Pointing records:
----

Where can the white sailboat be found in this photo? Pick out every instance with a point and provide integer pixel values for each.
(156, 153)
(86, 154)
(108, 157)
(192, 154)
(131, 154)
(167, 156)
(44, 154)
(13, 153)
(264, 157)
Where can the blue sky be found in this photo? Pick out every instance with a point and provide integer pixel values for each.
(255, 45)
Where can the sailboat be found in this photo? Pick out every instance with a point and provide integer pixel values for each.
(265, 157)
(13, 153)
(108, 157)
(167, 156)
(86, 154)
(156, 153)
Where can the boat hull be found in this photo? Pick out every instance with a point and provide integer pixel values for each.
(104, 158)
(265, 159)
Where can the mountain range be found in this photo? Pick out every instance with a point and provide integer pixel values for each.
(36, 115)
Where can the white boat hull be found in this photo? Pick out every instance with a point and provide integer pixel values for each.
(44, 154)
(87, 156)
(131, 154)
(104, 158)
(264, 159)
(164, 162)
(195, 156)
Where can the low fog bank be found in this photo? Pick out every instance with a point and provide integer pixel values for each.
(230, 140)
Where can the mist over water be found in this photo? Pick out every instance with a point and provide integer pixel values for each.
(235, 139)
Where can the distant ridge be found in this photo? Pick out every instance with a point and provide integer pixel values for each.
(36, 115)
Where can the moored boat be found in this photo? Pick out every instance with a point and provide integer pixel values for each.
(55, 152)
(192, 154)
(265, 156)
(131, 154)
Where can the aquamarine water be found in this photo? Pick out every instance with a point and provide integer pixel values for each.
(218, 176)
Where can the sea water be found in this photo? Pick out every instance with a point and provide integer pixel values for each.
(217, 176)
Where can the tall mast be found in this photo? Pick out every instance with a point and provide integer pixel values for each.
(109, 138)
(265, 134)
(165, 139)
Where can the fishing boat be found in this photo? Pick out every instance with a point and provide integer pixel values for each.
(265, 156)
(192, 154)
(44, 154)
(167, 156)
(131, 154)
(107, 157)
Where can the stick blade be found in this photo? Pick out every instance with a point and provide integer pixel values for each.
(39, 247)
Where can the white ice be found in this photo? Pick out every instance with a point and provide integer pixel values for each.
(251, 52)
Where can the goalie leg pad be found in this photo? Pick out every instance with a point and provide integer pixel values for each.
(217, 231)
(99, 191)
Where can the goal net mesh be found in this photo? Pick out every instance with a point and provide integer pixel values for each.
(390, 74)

----

| The task |
Give the data again, exactly as it stands.

| Solution below |
Where can the white sailboat be found in this photo? Pick out every instance with a point and provide integer pixel values for each.
(156, 153)
(86, 154)
(108, 157)
(192, 154)
(131, 154)
(167, 156)
(44, 154)
(13, 153)
(264, 157)
Where can the blue sky be found in this photo? Pick out every instance with a point and provide integer pixel values for each.
(255, 45)
Where can the sailboat be found in this photo? Pick out every instance with a point and provide integer pixel values for each.
(265, 157)
(13, 153)
(108, 157)
(167, 156)
(86, 154)
(156, 153)
Where can the boat hull be found in this photo? Pick out every instance with a point and provide integer pixel values for each.
(104, 158)
(265, 159)
Where can the mountain range be found in this photo? Pick out every instance with a point and provide integer pixel values for each.
(36, 115)
Where can the white boat hull be found in this photo? Pick out every instance with a point and provide integer pixel values for each.
(44, 154)
(87, 156)
(131, 154)
(104, 158)
(264, 159)
(164, 162)
(195, 156)
Where can the low fog bank be found in this photo? Pick out every instance with a point and provide integer pixel values for each.
(230, 140)
Where can the mist over water be found in this photo? Pick out every instance with a point and provide integer pixel values for each.
(235, 139)
Where can the distant ridge be found in this photo? Pick out every instance with a point and provide integer pixel values for each.
(36, 115)
Where can the moored boat be found in this photo? Pick out every instance with a point and provide integer pixel values for each.
(55, 152)
(192, 154)
(265, 156)
(131, 154)
Where can the aquamarine water be found in this photo? Pick out every instance with a point and provide integer pixel values for each.
(218, 176)
Where can the sea water be found in this photo? Pick out every instance with a point and provide integer pixel values for each.
(217, 176)
Where can the tall mast be found in this photo? Pick out every instance with a point and provide integer pixel values for each.
(109, 138)
(265, 134)
(165, 139)
Where can the fishing boat be found in this photo? Pick out every instance with a point and provide integer pixel values for each.
(265, 156)
(192, 154)
(44, 154)
(167, 156)
(131, 154)
(107, 157)
Where can the stick blade be found in this photo? Pick out every instance with a point and provide integer pixel values for each.
(39, 247)
Where can the white ice be found in this photo? Pick out every instance with a point and provide integer pixel values for each.
(251, 52)
Where can the goalie leg pad be found in this photo? Pick out every instance with a point and provide integer pixel values for each.
(217, 231)
(99, 191)
Where can the goal net mesh be found in this photo? Pick out every instance with a point and provide integer pixel values for each.
(390, 74)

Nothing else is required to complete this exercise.